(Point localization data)
- - - - -
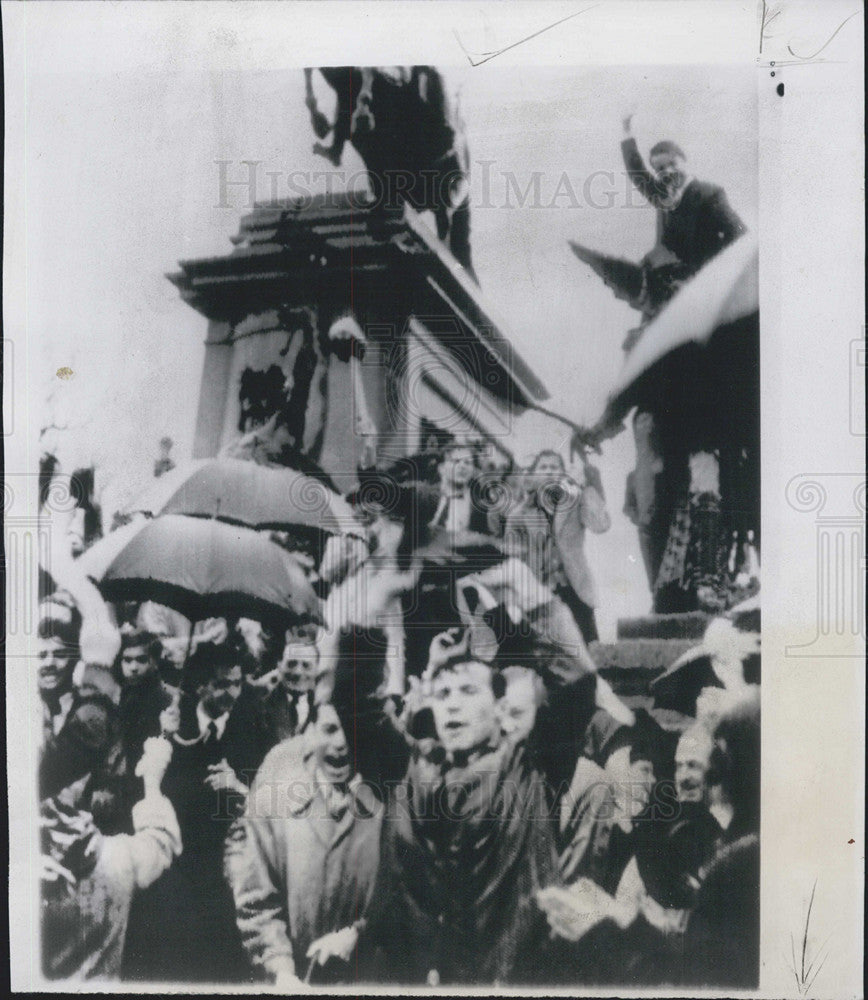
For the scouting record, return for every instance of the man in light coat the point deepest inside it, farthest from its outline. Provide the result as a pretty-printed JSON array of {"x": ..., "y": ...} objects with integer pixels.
[
  {"x": 548, "y": 533},
  {"x": 303, "y": 858}
]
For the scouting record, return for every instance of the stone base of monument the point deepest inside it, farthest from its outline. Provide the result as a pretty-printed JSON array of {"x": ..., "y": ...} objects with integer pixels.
[{"x": 645, "y": 647}]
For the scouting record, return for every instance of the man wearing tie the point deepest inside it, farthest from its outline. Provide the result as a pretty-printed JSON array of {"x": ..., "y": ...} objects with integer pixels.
[
  {"x": 287, "y": 707},
  {"x": 456, "y": 510},
  {"x": 185, "y": 925}
]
- - - - -
Transcribe every record above exactly, leaving out the pictures.

**REPLY TO THE EXERCISE:**
For the scouting record, return for every instance of the man in light coat the point deepest inside it, farthest from its outline. Provide the result as a pretty-printed JSON array of {"x": ..., "y": ...} objects with integer pixels.
[
  {"x": 548, "y": 533},
  {"x": 303, "y": 858}
]
For the scouting record, return for every instance of the stone base of monument the point deepest inside it, farthest from its outline. Provide the result as a pretty-printed JSON array of {"x": ..., "y": ...} objects with integer pixels.
[{"x": 645, "y": 647}]
For the scouting record, return for every instance of the man wearing tie the point deepest inside it, farthest from its outline. Provide the result as a pretty-printed JSON array of {"x": ..., "y": ...} objects with integer pixels.
[
  {"x": 287, "y": 707},
  {"x": 456, "y": 510},
  {"x": 185, "y": 925}
]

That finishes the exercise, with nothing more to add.